## START Entries supplied

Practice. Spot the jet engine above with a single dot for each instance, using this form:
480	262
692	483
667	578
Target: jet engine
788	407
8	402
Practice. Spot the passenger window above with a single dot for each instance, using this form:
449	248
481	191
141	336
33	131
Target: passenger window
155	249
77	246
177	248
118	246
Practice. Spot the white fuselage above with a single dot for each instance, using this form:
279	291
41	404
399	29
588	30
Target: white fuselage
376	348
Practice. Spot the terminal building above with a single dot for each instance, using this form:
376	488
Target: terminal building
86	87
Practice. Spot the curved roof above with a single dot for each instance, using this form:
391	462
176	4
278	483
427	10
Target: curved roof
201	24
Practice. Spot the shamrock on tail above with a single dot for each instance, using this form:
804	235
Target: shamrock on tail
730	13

## END Entries supplied

**Instruction:** Repeat each record in full; every line must match exactly.

**Answer to this exercise:**
Practice. Spot the jet engine above with a single dot for each instance, using this form:
480	262
692	483
667	578
Target: jet engine
788	407
8	402
Practice. Spot the passenger window above with a single dot for each instance, using this form:
449	248
481	191
141	336
33	131
Target: passenger window
155	249
77	246
177	248
118	246
Practice. Spot the white fuselage above with a single dot for each instance, using this form:
279	291
41	404
399	29
588	30
Target: white fuselage
376	348
Practice. Spot the terminal building above with a single dot for each instance, using this form:
376	488
Target: terminal building
86	87
Practice. Spot the curved roof above with a single dot for each instance, using this form:
391	462
176	4
278	483
427	10
Target: curved roof
201	24
Practice. Spot the shamrock on tail above with a single dot for each instance, using this form:
804	235
Target: shamrock on tail
730	13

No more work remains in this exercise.